**** DATA PROVIDED ****

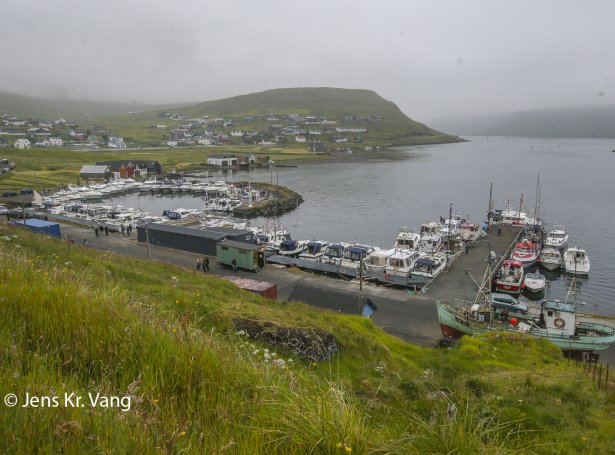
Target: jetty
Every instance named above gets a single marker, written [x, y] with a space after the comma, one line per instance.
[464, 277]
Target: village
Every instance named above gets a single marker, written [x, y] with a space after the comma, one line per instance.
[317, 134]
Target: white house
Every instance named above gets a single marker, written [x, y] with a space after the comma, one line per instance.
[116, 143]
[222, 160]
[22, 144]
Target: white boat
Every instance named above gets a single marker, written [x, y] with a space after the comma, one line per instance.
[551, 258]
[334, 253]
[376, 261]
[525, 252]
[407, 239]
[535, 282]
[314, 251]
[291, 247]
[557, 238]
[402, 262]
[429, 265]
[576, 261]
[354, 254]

****
**** DATA PROVIDED ****

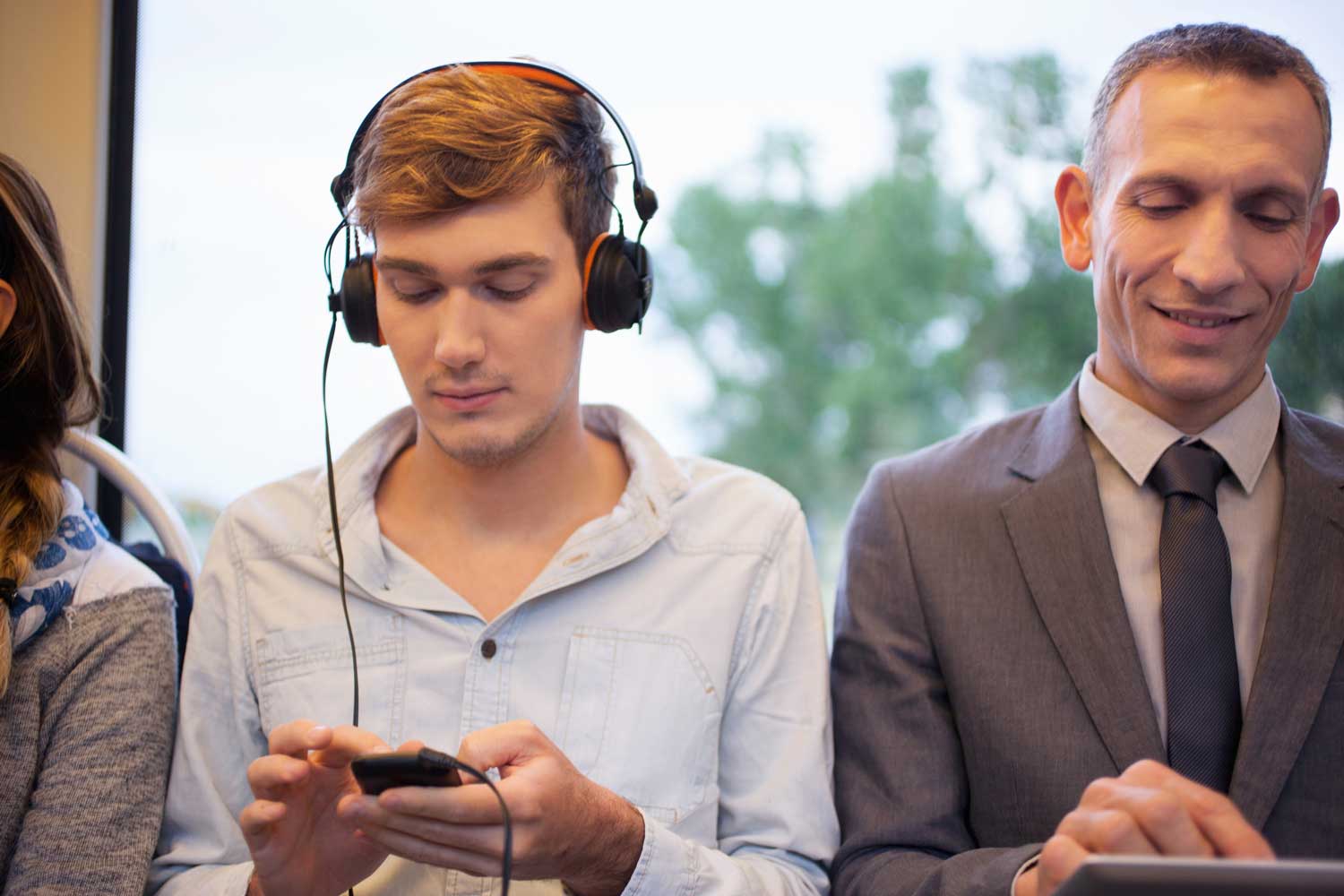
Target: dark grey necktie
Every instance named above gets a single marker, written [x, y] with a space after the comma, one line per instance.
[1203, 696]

****

# [YOUR INSTRUCTIONS]
Report how many lines of the data above contain the word "Target". Give only the number.

# [WRITTEN ANSWER]
5